━━━ Listing ━━━

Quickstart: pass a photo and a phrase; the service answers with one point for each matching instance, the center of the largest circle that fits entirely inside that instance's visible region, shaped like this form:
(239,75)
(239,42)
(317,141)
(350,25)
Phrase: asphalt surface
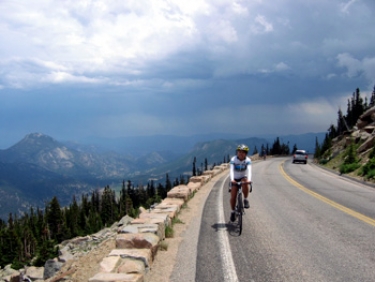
(304,224)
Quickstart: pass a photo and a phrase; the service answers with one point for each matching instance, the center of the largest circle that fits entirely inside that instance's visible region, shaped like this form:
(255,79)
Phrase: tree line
(356,106)
(31,239)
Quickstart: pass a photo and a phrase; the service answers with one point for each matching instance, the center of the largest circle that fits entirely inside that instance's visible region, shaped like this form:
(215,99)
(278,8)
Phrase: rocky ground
(86,264)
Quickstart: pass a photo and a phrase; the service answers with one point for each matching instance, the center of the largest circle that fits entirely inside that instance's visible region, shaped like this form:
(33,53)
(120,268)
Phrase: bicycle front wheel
(239,212)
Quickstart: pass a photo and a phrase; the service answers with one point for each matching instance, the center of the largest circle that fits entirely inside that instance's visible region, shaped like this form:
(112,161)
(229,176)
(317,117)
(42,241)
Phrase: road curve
(304,224)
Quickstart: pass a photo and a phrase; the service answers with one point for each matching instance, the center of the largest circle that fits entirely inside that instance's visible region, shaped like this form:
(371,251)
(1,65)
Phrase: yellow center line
(326,200)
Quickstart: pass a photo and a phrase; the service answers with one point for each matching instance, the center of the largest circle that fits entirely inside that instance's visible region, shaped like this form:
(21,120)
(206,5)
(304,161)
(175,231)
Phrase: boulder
(125,220)
(368,144)
(173,201)
(181,191)
(35,273)
(116,277)
(51,267)
(157,229)
(142,255)
(138,241)
(109,263)
(130,265)
(194,186)
(148,215)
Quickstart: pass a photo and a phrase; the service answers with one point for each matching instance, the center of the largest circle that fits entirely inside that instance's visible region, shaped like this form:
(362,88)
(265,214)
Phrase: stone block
(194,186)
(142,255)
(172,211)
(138,241)
(116,277)
(129,265)
(148,215)
(181,192)
(109,263)
(157,229)
(35,273)
(173,201)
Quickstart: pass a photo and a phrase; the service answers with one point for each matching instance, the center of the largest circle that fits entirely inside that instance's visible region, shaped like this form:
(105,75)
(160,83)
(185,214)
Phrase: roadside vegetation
(339,149)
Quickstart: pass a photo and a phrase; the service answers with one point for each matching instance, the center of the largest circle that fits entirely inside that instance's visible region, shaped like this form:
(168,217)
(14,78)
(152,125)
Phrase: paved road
(304,224)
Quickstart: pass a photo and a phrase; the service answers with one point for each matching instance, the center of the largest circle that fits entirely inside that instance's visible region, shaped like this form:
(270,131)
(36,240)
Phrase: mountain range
(38,167)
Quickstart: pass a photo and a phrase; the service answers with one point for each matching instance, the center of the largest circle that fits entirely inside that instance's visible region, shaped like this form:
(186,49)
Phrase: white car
(300,156)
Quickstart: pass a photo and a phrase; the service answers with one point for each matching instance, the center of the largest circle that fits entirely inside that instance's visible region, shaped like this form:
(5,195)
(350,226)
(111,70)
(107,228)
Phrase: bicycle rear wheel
(239,213)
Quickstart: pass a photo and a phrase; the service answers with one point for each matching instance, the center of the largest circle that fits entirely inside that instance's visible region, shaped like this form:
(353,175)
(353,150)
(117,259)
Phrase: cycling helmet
(242,147)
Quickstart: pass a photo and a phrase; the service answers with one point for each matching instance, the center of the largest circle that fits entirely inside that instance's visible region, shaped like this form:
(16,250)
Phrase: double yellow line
(346,210)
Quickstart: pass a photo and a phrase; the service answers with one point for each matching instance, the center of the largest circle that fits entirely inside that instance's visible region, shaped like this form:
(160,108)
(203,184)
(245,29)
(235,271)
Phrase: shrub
(169,233)
(368,170)
(346,168)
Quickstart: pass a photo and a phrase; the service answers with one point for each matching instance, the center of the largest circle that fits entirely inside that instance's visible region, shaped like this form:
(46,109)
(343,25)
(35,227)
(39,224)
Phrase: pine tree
(54,219)
(317,152)
(168,184)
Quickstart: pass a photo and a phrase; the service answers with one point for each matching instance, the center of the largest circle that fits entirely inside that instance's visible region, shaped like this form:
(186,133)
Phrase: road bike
(239,209)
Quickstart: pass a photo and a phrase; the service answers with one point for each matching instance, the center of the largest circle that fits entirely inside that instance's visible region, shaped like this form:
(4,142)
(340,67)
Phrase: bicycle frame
(239,207)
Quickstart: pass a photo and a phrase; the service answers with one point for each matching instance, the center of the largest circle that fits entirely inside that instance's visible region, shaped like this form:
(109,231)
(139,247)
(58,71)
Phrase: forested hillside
(348,146)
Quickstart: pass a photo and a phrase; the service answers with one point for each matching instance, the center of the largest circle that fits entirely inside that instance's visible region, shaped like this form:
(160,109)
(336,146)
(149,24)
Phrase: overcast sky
(72,69)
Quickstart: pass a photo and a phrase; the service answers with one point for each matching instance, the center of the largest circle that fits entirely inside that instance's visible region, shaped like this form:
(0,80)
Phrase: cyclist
(240,171)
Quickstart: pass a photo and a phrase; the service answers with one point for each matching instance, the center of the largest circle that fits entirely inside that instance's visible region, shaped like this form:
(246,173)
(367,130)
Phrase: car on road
(300,156)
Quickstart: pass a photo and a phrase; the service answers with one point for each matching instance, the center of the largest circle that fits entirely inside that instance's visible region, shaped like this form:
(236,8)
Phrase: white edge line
(229,268)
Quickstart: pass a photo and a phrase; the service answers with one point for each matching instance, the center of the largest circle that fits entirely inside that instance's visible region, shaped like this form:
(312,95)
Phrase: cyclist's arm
(249,173)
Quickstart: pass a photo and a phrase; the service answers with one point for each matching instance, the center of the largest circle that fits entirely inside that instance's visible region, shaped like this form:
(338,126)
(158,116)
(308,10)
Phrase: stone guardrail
(137,243)
(137,240)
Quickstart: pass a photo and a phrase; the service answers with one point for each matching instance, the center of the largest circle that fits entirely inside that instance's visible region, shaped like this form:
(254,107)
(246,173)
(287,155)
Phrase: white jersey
(240,169)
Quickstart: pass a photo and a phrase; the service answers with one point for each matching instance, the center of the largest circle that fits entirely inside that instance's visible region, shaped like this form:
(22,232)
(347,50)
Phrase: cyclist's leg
(245,187)
(233,195)
(245,190)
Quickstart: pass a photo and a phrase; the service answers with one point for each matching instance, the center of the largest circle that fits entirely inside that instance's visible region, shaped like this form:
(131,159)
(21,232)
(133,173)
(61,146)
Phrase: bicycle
(239,209)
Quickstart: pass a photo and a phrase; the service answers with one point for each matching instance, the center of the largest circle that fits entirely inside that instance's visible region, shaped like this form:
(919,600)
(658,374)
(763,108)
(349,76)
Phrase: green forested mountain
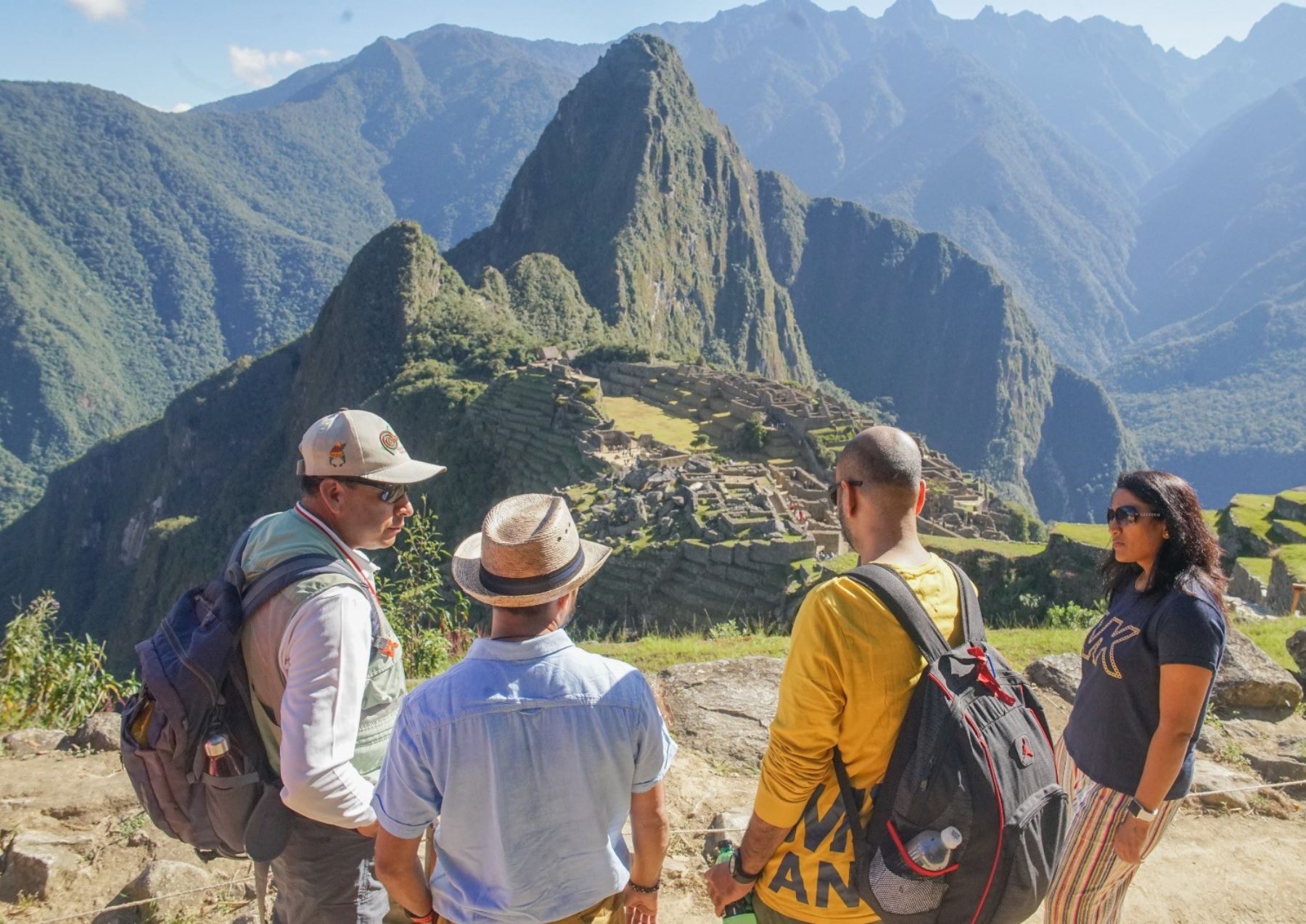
(1216,388)
(648,200)
(143,251)
(683,247)
(130,524)
(1225,228)
(891,310)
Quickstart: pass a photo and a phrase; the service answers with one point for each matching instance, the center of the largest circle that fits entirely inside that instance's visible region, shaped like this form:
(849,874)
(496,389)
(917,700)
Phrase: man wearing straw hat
(530,751)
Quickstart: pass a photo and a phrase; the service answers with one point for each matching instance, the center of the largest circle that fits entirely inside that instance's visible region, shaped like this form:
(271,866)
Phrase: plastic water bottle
(741,911)
(222,756)
(933,850)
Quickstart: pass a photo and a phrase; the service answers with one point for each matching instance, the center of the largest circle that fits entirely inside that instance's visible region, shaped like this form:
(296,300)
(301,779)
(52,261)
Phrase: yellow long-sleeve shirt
(849,677)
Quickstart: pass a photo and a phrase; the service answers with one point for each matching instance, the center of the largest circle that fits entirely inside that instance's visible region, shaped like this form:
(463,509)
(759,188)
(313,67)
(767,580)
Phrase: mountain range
(679,243)
(141,251)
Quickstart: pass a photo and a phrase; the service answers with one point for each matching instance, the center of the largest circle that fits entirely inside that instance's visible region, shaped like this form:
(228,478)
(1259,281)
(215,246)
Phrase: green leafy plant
(752,434)
(726,630)
(1074,616)
(427,612)
(47,680)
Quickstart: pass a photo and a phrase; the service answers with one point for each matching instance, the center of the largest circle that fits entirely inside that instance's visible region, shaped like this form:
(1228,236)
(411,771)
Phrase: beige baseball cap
(359,444)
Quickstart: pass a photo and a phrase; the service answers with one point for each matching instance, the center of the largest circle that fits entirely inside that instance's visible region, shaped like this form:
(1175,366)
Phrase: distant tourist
(326,664)
(1149,664)
(532,752)
(850,672)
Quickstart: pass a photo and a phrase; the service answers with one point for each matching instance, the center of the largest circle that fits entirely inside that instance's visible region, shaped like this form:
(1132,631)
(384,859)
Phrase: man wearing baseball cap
(530,751)
(326,666)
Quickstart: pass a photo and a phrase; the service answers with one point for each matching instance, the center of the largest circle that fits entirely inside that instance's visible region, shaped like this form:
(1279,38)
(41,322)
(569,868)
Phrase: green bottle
(741,911)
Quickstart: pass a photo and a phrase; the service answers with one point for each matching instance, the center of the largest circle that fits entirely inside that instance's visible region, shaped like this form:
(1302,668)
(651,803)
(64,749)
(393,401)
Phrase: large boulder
(28,741)
(1249,677)
(724,708)
(38,865)
(1297,649)
(98,733)
(1058,674)
(166,878)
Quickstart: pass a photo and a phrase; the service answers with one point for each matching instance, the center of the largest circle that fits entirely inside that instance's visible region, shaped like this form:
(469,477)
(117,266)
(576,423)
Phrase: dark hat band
(530,586)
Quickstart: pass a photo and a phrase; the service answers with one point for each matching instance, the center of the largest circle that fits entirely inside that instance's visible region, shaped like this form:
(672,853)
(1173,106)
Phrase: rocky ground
(76,841)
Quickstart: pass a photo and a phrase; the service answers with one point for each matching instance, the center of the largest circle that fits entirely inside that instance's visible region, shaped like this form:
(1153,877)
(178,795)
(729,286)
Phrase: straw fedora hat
(527,553)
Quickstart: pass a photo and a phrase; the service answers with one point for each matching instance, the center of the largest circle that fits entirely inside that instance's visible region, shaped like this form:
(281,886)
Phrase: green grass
(1293,559)
(1271,636)
(638,416)
(1010,550)
(653,653)
(1292,527)
(1090,534)
(1252,512)
(1258,568)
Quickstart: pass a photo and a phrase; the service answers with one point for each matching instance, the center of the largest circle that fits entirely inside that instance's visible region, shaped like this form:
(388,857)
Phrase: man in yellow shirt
(849,677)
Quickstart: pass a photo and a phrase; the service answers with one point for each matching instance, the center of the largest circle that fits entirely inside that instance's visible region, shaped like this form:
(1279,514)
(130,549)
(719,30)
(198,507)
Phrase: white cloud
(256,67)
(98,11)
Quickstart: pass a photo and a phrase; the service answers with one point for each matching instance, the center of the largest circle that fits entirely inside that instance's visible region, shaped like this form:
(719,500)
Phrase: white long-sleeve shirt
(324,657)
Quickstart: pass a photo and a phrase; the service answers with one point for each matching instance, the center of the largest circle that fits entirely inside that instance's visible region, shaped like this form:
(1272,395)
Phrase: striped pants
(1091,881)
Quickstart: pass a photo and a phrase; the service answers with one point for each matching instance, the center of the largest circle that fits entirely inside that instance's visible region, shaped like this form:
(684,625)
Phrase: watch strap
(1139,812)
(737,872)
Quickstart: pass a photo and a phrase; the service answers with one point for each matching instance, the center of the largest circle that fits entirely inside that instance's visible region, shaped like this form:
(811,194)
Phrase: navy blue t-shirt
(1118,705)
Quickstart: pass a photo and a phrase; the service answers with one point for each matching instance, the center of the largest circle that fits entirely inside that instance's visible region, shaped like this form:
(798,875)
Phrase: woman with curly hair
(1126,754)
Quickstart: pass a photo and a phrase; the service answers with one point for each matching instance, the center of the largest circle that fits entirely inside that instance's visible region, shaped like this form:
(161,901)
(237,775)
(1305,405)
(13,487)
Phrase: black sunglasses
(1128,514)
(391,494)
(834,490)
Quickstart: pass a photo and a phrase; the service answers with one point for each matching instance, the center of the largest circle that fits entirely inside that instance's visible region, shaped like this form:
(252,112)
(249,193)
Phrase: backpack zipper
(176,646)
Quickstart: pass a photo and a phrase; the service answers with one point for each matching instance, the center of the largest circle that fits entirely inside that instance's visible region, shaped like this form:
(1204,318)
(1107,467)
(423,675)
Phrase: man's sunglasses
(1128,514)
(391,494)
(834,490)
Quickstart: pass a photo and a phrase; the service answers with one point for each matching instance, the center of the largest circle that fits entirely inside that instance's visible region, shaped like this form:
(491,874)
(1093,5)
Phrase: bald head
(884,460)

━━━

- **Required task**:
Gather every line above that contains the string "straw", copying each one in full.

- **Right answer**:
Phrase: man wearing straw hat
Phrase: straw fedora hat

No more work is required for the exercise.